Aim of the exercise — A complete answer lists every line of the entries below where the string "clicks" appears.

Entries taken from a collection —
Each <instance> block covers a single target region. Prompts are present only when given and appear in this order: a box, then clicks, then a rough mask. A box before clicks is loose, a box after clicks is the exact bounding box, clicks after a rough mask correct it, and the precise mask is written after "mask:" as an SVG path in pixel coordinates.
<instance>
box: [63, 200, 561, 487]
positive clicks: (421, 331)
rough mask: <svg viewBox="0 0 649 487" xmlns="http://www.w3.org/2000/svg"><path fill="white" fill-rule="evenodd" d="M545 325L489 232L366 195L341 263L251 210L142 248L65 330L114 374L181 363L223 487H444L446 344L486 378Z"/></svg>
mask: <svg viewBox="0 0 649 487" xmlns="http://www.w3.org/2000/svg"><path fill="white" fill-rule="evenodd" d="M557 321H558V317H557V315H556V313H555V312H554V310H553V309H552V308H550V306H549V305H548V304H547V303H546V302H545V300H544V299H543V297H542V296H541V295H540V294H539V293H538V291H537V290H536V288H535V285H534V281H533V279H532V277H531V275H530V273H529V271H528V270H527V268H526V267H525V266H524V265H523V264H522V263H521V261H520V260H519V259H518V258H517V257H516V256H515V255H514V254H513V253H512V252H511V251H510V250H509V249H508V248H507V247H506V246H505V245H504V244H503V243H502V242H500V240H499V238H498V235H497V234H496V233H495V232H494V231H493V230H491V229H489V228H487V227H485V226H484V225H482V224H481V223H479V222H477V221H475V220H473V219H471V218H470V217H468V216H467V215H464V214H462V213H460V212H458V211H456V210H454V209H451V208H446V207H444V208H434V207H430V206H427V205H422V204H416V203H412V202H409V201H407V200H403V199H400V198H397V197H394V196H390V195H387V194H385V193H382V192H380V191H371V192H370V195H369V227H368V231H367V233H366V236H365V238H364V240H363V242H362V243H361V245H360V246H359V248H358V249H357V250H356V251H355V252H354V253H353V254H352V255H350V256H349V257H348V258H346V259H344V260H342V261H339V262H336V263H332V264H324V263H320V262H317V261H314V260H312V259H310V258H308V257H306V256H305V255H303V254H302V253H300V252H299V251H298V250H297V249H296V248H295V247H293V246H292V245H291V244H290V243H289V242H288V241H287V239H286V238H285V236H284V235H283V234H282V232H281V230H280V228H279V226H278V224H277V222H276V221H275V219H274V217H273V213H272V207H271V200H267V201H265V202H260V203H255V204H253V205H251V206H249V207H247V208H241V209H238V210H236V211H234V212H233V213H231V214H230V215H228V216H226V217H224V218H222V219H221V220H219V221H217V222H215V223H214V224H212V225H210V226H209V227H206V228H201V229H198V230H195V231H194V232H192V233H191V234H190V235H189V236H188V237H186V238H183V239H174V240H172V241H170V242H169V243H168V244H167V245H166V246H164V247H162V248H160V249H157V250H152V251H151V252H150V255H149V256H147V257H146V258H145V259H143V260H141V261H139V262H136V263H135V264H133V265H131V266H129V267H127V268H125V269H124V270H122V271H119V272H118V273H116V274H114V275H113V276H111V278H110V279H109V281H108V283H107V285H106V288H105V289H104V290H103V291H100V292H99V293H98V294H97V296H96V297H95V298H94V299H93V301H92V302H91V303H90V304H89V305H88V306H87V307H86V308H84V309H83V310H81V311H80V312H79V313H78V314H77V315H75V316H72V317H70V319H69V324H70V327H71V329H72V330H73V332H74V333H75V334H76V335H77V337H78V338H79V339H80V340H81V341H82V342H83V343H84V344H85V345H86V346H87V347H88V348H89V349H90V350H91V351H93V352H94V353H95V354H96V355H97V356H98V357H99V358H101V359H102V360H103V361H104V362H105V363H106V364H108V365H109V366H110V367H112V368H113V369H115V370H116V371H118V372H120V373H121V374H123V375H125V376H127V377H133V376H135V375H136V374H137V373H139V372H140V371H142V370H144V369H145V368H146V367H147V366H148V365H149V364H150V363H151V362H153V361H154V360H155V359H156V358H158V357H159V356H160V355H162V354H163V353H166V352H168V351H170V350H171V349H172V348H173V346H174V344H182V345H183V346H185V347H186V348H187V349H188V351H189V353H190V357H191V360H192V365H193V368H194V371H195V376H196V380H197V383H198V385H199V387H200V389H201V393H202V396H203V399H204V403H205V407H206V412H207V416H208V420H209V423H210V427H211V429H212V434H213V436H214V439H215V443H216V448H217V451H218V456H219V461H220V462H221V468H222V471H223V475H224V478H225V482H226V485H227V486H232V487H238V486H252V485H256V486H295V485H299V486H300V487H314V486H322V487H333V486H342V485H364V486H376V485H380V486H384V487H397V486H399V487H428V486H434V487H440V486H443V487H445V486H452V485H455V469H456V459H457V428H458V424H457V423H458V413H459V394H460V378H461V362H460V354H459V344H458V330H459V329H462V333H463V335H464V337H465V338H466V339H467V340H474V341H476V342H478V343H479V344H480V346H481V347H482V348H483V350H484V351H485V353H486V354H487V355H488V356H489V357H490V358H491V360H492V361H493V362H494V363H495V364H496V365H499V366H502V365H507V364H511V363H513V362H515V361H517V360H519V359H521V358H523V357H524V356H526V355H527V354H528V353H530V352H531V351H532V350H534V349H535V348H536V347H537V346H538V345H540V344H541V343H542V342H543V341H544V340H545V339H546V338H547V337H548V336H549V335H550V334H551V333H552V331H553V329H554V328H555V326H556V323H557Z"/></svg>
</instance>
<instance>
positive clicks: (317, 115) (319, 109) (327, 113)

Task response —
Each <instance> block covers a single target region. Prompts are present only when given and appear in this order: a box, then clicks, then a rough mask. A box before clicks is loose, a box after clicks is the exact bounding box, clicks after a rough mask correct it, and the precise mask is written after "mask:" as an SVG path in pixel coordinates.
positive clicks: (421, 331)
positive clicks: (317, 115) (319, 109) (327, 113)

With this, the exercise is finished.